* _TASK DIRECTIONS_
Print the data that follows exactly, leaving nothing out.

-------- INFORMATION PROVIDED --------

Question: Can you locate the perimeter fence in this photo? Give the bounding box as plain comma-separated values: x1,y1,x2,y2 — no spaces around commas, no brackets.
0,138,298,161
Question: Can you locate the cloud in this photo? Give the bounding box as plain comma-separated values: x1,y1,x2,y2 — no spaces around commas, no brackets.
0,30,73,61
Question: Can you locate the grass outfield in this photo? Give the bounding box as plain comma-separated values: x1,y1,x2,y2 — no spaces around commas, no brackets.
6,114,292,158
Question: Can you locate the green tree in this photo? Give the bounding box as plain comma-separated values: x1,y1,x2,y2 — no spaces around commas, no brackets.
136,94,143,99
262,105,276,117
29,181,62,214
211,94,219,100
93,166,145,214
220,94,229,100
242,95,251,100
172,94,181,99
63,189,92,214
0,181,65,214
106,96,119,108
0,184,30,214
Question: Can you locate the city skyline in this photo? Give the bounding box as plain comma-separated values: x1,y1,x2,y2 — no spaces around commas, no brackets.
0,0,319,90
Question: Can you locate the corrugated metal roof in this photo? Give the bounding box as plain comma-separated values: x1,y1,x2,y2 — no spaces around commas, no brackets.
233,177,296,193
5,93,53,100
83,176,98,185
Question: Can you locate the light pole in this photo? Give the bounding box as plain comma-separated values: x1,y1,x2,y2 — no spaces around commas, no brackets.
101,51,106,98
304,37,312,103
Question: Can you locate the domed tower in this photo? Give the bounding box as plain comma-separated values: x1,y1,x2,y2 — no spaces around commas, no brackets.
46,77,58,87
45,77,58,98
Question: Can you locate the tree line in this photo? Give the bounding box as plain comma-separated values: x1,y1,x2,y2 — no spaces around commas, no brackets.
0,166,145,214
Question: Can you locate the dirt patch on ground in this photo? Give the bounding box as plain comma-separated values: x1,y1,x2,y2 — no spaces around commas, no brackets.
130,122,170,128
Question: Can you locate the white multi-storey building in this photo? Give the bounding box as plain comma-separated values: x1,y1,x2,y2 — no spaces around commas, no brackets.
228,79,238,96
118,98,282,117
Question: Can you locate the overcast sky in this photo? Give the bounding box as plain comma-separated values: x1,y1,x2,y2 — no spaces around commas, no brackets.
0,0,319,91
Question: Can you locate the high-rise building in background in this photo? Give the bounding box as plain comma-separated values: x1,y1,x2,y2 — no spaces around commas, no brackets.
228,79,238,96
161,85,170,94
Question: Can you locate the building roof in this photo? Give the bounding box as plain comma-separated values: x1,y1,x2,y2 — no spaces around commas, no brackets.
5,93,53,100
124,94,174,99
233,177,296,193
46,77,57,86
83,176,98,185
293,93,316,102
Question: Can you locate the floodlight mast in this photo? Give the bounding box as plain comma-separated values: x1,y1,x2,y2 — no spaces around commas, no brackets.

--------

* _ANSWER AREA_
Question: Can you locate the perimeter fence in this photo? Give the bounding box as plain comma-separated values: x1,y1,x2,y2 — no spaces around commas, no brackets.
0,138,298,161
Question: Can you locate the cloud in this photo? Give the bounding box as plain comma-separated values: x1,y1,x2,y2 — no spaces around commas, no brackets.
0,30,73,61
Question: Can you locate the grass outfield in this photo? Give the bounding box as plain comma-separated values: x1,y1,x2,y2 — no spaces around commas, no brackets.
6,114,292,158
Question: Can you locate the green tree in this photo? Give the bounding box as plain comma-separated values: x1,y1,x2,y2 — no spaces around commas, no brackets.
136,94,143,99
262,105,276,117
29,181,62,214
211,94,219,100
93,166,145,214
220,94,229,100
242,95,251,100
172,94,181,99
63,189,92,214
0,181,65,214
106,96,119,108
0,184,30,214
Question: Can you locate the city skyline in this photo? Give the bounding box as plain comma-separated values: x1,y1,x2,y2 — no spaces around commas, no brackets.
0,0,319,90
Question: Can you locate the corrugated metal roof in this photo? Give the bounding box as plain comma-separated values: x1,y1,x2,y2 — no spaces around commas, no brackets.
233,177,296,193
5,93,53,100
83,176,98,185
Question: Can you locate the light pole in this photo? Give the bounding box as plain comma-separated values: x1,y1,x2,y2 — no spaces around commas, no brackets.
101,51,106,98
304,37,312,103
Question: Can you locate the domed tower in this photo? Give the bounding box as plain comma-separated values: x1,y1,x2,y2 — no spaces around commas, no brackets.
46,77,58,87
45,77,58,98
Question: Can you locate the tree line in this photo? Give the bounding box as plain comma-separated values: x1,y1,x2,y2 — no spaces around commas, no brackets.
0,166,145,214
Question: Can you locate the dirt patch on ground in this photo? Give the bounding box as plain comma-separated values: x1,y1,x2,y2 — no spaces around commas, no brackets.
130,122,170,128
Question: Can you locate the white multi-storey building in this photo? Give the bounding box as plain comma-separated values: x1,y1,x2,y2 — no spaces around commas, no brackets.
228,79,238,96
118,98,282,117
Question: Can you locate the overcast sky in this photo? Give the bounding box as plain comma-separated values: x1,y1,x2,y2 — no spaces around commas, no brackets.
0,0,319,91
Question: Can you locate the high-rise building in background in this photo? Give the bounding box as plain comma-separated values: x1,y1,x2,y2 — no spaces around commas, no brackets.
228,79,238,96
161,85,170,94
Question: Can you locate the building roof in this photo? Give the bounding box as plain comma-separated values: x1,y1,x2,y2 — no spaces around commas, no brackets.
5,93,53,100
124,94,174,99
233,177,296,193
46,77,57,86
83,176,98,185
293,93,316,102
Question: Can you locate the floodlight mast in this photo? Give the bounding box as plain comma-separated values: x1,y1,x2,y2 — no spaces around commas, no brackets.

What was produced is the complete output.